I protagonisti di Nella tana del coniglio sono tutti in cura presso un centro specializzato della rete Food for mind, hub multidisciplinari per la cura dei disturbi alimentari, dove sono seguiti da psicologi e nutrizionisti. Ragazz* unici/che come il dolore che si portano dentro. Giovan* che soffrono di anoressia, ortoressia, bulimia, binge eating disorder (alimentazione incontrollata); persone in crisi e che, tramite il cibo esprimono un malessere profondo, che faticano a prendere parte a una socialità attiva, così come a immaginare il proprio futuro, vivendo un presente di estrema instabilità.

Al centro di queste pagine, oltre alla convinzione che parlare di determinate tematiche sia una forma di nutrimento reciproco, vi è il desiderio di porre, all’attenzione del pubblico, il grande tema del linguaggio nell’approccio alla cura (e alla prevenzione) dei disturbi del comportamento alimentare affinché di fronte a un corpo troppo magro o troppo grasso non si senta più dire “Non mangia perché vuole fare la modella” o “Mangia troppo perché è pigra, non ha forza di volontà”, ma si capisca, invece e finalmente, che nutrirsi o non farlo implica solo il fatto di avere un problema.

Verifica la comprensione
1 – Riassumi in due frasi l'estratto su Nella tana del coniglio.
2 – Riproduci parola per parola la parte dell'estratto su Nella tana del coniglio compresa tra "Al centro di" e "avere un problema.", estremi inclusi.
3 – Prosegui l'estratto su Nella tana del coniglio, riprendendo subito dopo la sua ultima frase.

Dati in ingresso
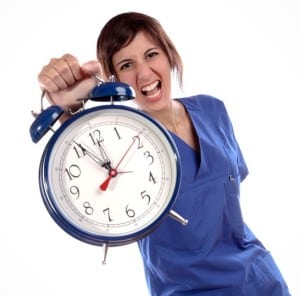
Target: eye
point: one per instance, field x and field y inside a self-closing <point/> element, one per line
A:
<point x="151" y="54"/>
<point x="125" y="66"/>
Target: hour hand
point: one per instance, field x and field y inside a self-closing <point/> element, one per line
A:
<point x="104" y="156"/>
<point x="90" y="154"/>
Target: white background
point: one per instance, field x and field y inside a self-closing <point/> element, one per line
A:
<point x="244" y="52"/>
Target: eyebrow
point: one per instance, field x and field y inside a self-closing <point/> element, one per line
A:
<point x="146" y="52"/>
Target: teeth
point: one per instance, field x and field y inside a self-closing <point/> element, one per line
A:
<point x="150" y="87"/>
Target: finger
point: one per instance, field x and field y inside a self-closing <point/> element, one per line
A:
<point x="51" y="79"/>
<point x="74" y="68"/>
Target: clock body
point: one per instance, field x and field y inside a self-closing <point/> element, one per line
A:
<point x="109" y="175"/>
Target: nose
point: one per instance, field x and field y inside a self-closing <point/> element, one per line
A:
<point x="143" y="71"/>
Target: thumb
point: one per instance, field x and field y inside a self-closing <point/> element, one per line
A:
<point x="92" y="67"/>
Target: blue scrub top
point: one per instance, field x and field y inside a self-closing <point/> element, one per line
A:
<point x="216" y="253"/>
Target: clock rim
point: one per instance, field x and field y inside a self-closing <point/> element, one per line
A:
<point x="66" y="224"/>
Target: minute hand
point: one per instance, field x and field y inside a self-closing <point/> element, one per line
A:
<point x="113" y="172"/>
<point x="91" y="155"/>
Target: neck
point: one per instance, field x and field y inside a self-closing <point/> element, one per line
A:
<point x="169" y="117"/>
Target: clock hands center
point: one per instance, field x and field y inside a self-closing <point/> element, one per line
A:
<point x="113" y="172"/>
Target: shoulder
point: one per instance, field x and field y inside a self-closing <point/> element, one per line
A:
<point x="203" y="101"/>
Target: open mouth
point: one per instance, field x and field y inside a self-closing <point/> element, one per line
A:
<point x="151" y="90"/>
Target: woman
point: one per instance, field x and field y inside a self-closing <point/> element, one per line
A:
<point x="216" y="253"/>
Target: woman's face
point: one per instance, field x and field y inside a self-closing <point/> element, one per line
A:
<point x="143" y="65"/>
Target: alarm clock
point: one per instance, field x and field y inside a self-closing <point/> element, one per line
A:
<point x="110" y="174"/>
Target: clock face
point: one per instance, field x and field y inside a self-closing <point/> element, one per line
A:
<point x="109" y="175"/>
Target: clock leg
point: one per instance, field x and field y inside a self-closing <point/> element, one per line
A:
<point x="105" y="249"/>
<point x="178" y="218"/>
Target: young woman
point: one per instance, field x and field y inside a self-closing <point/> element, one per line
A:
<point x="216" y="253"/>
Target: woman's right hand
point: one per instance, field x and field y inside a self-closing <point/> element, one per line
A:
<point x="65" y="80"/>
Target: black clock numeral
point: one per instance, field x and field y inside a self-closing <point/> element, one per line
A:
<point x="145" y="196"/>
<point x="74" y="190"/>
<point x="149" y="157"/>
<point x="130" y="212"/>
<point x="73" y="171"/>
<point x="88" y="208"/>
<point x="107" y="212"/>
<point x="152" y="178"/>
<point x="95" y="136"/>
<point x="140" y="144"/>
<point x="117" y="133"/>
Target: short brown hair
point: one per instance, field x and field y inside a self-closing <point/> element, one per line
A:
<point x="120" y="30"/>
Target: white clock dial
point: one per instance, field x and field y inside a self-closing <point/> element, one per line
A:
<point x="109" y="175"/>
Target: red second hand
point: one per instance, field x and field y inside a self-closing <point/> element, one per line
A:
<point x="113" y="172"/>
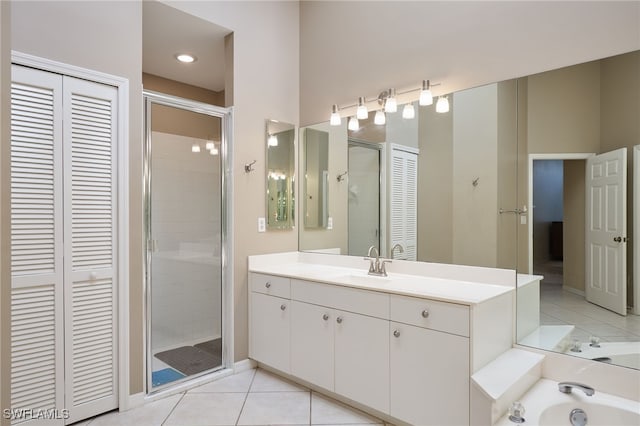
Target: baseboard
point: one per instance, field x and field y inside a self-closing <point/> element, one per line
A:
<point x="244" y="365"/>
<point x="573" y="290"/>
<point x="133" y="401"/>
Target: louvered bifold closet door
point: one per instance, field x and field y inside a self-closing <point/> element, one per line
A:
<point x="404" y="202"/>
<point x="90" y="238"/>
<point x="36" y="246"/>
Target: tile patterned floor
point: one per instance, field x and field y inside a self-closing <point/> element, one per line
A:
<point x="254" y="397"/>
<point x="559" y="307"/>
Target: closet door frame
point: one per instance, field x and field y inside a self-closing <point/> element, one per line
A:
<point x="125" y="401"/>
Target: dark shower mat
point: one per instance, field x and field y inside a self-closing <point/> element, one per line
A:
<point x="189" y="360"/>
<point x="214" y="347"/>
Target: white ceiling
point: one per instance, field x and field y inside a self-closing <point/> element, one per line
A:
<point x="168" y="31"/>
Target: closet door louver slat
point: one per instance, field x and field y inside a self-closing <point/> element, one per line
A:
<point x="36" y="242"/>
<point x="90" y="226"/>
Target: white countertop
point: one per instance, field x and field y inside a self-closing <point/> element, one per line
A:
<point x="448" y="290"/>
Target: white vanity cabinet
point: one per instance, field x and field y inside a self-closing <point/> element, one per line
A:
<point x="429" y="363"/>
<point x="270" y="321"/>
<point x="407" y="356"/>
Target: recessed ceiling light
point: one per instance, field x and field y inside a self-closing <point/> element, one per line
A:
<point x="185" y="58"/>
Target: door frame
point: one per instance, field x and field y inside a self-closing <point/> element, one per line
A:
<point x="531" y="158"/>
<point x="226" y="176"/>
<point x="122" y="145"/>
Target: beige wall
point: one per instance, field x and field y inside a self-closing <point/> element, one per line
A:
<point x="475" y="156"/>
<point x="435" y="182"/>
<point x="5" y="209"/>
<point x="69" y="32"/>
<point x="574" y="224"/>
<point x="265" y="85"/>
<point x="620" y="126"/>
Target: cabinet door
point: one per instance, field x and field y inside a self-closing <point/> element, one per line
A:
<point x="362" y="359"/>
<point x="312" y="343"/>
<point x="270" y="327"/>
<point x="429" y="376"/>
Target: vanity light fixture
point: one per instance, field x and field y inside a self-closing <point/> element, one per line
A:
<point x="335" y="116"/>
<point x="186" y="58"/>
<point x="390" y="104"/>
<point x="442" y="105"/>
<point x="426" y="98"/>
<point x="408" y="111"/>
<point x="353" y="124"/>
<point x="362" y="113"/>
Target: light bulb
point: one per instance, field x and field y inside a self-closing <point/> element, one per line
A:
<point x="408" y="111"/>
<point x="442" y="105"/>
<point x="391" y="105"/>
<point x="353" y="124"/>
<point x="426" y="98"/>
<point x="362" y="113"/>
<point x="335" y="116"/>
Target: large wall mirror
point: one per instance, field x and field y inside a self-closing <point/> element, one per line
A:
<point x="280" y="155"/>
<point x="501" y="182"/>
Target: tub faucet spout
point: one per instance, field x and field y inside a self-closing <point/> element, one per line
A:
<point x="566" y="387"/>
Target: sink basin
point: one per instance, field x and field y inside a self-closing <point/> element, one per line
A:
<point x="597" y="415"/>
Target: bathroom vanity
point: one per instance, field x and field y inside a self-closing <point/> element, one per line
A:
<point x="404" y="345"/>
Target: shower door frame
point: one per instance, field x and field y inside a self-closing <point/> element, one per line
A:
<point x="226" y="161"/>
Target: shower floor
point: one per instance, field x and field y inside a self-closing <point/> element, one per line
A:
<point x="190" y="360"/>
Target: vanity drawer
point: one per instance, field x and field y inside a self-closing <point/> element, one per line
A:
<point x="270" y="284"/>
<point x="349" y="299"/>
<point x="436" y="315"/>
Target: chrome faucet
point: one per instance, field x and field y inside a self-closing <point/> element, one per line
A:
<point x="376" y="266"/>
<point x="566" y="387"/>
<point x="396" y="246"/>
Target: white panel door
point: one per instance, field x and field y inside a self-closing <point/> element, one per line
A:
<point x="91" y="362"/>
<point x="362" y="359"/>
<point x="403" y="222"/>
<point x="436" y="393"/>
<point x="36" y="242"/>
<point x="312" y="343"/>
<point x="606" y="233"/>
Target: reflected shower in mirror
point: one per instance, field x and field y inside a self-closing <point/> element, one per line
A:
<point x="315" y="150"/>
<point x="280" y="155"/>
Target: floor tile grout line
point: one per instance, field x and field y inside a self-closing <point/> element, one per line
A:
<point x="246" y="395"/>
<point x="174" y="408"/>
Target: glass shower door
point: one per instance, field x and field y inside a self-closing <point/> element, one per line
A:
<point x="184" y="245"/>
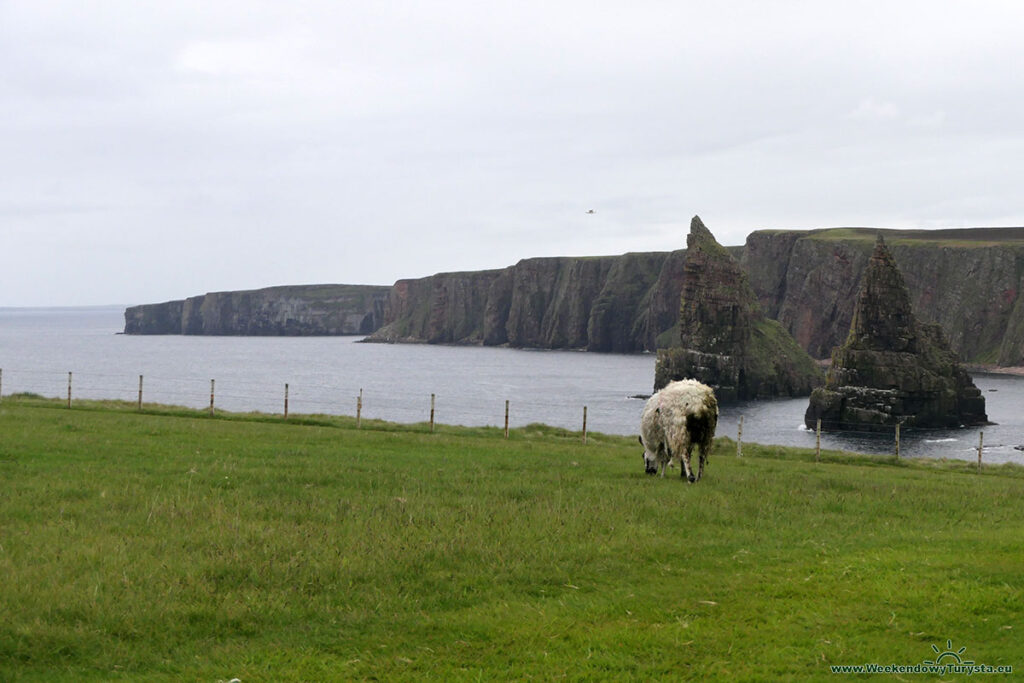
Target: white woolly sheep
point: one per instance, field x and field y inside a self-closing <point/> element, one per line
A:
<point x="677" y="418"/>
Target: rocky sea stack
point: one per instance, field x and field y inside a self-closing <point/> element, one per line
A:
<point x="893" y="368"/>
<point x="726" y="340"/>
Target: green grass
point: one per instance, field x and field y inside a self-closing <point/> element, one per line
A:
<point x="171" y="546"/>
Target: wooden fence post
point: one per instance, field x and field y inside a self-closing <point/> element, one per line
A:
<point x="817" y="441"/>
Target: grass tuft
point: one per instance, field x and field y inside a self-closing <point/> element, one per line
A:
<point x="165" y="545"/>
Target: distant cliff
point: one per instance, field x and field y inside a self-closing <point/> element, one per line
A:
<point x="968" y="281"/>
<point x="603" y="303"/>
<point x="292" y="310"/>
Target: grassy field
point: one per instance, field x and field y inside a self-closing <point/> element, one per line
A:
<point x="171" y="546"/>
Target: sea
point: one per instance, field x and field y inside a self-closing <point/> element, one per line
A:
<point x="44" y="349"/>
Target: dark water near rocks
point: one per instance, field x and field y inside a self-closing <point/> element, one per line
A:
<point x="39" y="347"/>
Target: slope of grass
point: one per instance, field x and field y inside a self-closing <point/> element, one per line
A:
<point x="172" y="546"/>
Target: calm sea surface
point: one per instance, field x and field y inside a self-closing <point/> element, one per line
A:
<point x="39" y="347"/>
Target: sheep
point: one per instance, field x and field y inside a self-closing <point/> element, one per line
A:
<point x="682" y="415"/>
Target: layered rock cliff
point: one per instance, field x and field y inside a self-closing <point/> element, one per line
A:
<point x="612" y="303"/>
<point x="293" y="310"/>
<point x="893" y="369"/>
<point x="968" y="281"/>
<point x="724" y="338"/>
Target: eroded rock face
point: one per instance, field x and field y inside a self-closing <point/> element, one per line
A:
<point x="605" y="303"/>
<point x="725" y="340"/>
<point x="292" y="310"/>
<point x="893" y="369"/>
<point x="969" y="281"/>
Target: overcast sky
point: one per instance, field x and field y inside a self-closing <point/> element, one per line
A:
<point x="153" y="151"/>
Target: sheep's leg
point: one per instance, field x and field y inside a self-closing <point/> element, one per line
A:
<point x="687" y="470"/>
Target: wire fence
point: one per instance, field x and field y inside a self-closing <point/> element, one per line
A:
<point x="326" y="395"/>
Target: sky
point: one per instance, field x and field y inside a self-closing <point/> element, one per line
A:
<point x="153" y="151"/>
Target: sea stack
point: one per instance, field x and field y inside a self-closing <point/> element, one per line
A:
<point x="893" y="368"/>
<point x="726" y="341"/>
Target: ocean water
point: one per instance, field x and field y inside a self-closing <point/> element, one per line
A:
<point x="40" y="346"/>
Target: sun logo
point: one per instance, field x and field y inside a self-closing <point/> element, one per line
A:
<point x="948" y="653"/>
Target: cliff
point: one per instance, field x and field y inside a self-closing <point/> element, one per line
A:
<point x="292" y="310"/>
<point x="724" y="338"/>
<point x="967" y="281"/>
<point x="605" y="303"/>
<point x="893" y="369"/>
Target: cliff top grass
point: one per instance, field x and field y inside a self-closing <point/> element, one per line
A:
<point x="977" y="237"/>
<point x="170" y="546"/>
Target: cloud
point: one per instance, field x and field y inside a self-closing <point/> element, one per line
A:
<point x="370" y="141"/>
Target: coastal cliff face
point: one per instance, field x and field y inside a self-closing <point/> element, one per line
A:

Soluzioni degli esercizi
1 – I protagonisti di Nella tana del coniglio sono giovani in cura presso un centro della rete Food for mind, seguiti da psicologi e nutrizionisti, che soffrono di anoressia, ortoressia, bulimia o binge eating disorder ed esprimono tramite il cibo un malessere profondo. Queste pagine vogliono porre all'attenzione del pubblico il tema del linguaggio nella cura e nella prevenzione dei disturbi alimentari, affinché si capisca che nutrirsi o non farlo implica solo avere un problema e non lo si attribuisca più alla voglia di fare la modella o alla mancanza di forza di volontà.

2 –
Al centro di queste pagine, oltre alla convinzione che parlare di determinate tematiche sia una forma di nutrimento reciproco, vi è il desiderio di porre, all’attenzione del pubblico, il grande tema del linguaggio nell’approccio alla cura (e alla prevenzione) dei disturbi del comportamento alimentare affinché di fronte a un corpo troppo magro o troppo grasso non si senta più dire “Non mangia perché vuole fare la modella” o “Mangia troppo perché è pigra, non ha forza di volontà”, ma si capisca, invece e finalmente, che nutrirsi o non farlo implica solo il fatto di avere un problema.

3 –
Leggerne le storie significa comprendere come essere anoressici significhi punire il proprio corpo rendendolo invisibile rispetto ad attenzioni erotico-sessuali subite o, al contrario, rispetto ad attenzioni mancate o, ancora, assomigliare alle ragazze dei “prima e dopo” su Instagram.

Quella che si cerca, in tutti questi casi, non è la bellezza ma la perfezione, non è la magrezza ma la “magrezza malata” in un circolo vizioso in cui, di pagina in pagina, ci si chiede se l’aspirazione dei protagonisti sia la volontà di diventare invisibili e scomparire per sempre, o quella di diventare visibilissimi, finalmente considerati.

Insomma, significa capire che le persone con disturbi alimentari ci chiedono aiuto dicendoci, al contempo, “guardami”.

Significa comprendere come chi riempie il proprio corpo, dilatandolo a dismisura, cerchi una distanza fra sé e gli altri, tracciando un perimetro dentro al quale sentirsi al sicuro, indossando una corazza a propria difesa. Significa scontrarsi con la certezza di un bisogno. Quello di lasciare i propri sintomi vivi per permettere loro di dire quello che, a parole, non si riesce e che gli altri, altrimenti, non ascolterebbero, né cercherebbero di capire o rispettare nella “società delle performance”.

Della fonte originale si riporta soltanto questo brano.